### [ABOUT THIS TASK]
The expected answer is all of the entries, written out exactly.

———

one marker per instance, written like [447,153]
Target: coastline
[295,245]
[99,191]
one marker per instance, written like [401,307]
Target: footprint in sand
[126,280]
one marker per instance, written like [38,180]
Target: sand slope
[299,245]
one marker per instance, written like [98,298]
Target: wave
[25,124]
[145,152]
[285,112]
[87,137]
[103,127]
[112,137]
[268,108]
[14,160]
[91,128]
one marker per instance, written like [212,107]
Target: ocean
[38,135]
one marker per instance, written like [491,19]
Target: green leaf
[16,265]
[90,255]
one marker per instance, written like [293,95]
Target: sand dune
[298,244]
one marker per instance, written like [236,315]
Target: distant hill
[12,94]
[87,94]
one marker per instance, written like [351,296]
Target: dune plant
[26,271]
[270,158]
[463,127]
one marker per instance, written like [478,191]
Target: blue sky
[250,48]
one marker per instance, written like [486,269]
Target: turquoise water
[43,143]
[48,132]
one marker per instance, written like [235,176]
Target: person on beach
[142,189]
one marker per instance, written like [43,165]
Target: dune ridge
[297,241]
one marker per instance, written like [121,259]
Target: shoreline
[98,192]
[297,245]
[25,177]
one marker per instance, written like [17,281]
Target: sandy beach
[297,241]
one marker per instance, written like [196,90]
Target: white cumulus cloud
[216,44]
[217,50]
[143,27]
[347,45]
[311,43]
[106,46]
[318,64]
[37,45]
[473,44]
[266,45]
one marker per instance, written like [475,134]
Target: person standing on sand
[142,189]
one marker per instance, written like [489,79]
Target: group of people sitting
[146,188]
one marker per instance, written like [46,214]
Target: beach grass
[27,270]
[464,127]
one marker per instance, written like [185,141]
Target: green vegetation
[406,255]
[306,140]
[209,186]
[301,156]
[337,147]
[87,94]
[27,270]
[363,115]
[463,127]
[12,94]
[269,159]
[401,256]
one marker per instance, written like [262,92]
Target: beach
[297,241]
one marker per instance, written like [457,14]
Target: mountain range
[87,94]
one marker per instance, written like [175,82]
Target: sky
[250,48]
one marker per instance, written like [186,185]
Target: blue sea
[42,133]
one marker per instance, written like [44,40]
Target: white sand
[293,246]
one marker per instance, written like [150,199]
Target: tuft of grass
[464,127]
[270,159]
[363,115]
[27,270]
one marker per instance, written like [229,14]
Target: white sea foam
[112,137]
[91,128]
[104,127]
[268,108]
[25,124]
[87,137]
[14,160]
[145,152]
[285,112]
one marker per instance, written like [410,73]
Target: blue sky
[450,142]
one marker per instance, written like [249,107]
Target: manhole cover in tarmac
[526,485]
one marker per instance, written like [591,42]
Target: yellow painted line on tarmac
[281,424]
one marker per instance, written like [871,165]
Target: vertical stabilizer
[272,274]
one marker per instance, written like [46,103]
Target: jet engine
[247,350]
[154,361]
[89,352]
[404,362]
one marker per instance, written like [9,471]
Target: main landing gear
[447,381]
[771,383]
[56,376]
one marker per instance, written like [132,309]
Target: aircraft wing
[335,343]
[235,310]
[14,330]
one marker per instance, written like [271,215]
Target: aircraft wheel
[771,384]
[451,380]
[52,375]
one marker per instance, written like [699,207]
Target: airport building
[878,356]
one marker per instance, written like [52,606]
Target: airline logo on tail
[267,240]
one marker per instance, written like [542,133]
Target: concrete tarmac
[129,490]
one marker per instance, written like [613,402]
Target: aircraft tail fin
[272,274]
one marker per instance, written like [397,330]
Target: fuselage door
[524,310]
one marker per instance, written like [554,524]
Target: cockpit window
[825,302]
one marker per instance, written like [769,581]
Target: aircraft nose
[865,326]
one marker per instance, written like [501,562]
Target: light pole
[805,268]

———

### [RESULT]
one marker per instance, written like [447,153]
Target: coastline
[295,245]
[99,191]
one marker per instance, written like [401,307]
Target: footprint in sand
[126,280]
one marker per instance, written like [38,180]
Target: sand slope
[299,245]
one marker per instance, written like [98,298]
Target: wave
[25,124]
[145,152]
[285,112]
[87,137]
[103,127]
[112,137]
[268,108]
[14,160]
[91,128]
one marker per instance, written like [212,107]
Target: ocean
[38,135]
one marker per instance, written like [491,19]
Target: green leaf
[16,265]
[90,255]
one marker per instance, written like [293,95]
Target: sand dune
[298,244]
one marker per instance, written like [236,315]
Target: distant hill
[12,94]
[87,94]
one marker per instance, written like [351,296]
Target: dune plant
[26,271]
[270,158]
[463,127]
one marker per instance, written like [478,191]
Target: blue sky
[250,48]
one marker per instance, written like [486,269]
Target: turquoise water
[43,143]
[48,132]
one marker per instance, written like [235,176]
Target: person on beach
[142,189]
one marker per instance, written like [43,165]
Target: dune ridge
[297,241]
one marker per instance, written like [121,259]
Target: shoreline
[98,192]
[297,245]
[25,177]
one marker per instance, written like [17,281]
Target: sandy beach
[297,241]
one marker per instance, written like [196,90]
Target: white cumulus cloud
[216,44]
[217,50]
[143,27]
[347,45]
[311,43]
[106,46]
[318,64]
[37,45]
[473,44]
[266,45]
one marker per instance, written like [475,134]
Target: person standing on sand
[142,189]
one marker per instance, written like [489,79]
Target: group of people sitting
[146,188]
one marker per instance, written like [46,214]
Target: beach grass
[27,270]
[464,127]
one marker per instance, written like [185,141]
Target: green vegetation
[406,255]
[306,140]
[209,186]
[301,156]
[337,147]
[87,94]
[27,270]
[363,115]
[463,127]
[12,94]
[269,159]
[401,256]
one marker per instance, written like [262,92]
Target: beach
[297,241]
one marker per instance, written like [457,14]
Target: mountain range
[87,94]
one marker per instance, written like [175,82]
Target: sky
[250,48]
one marker per instance, written like [186,185]
Target: blue sea
[42,133]
one marker per instance, written like [44,40]
Target: white sand
[293,246]
one marker per instance, written like [150,199]
Target: tuft of grass
[464,127]
[270,159]
[363,115]
[27,270]
one marker per instance, written like [229,14]
Target: white sea foam
[112,137]
[91,128]
[104,127]
[268,108]
[25,124]
[87,137]
[14,160]
[145,152]
[285,112]
one marker per instance, written like [410,73]
Target: blue sky
[450,142]
one marker per instance, written like [249,107]
Target: manhole cover in tarmac
[526,485]
one marker per instance, written like [591,42]
Target: yellow painted line on tarmac
[281,424]
one marker per instance, written like [871,165]
Target: vertical stabilizer
[272,274]
one marker per instance, written like [46,103]
Target: jet engine
[247,350]
[154,361]
[89,352]
[404,362]
one marker per instance, written like [9,471]
Target: main landing gear
[447,381]
[771,383]
[56,376]
one marker per instance, written like [132,309]
Target: aircraft wing
[335,343]
[235,310]
[14,330]
one marker per instance, written like [271,215]
Target: aircraft wheel
[771,384]
[451,380]
[52,375]
one marker per instance, written like [699,207]
Target: airport building
[878,356]
one marker per instance, written like [52,606]
Target: airline logo on tail
[267,240]
one marker per instance, written like [542,133]
Target: concrete tarmac
[129,490]
one marker per instance, written like [613,402]
Target: aircraft tail fin
[272,274]
one marker per instance, written like [397,330]
Target: fuselage door
[524,310]
one marker per instance, written like [554,524]
Target: cockpit window
[825,302]
one marker per instance, written like [769,581]
Target: aircraft nose
[865,326]
one marker per instance, written like [501,562]
Target: light pole
[805,268]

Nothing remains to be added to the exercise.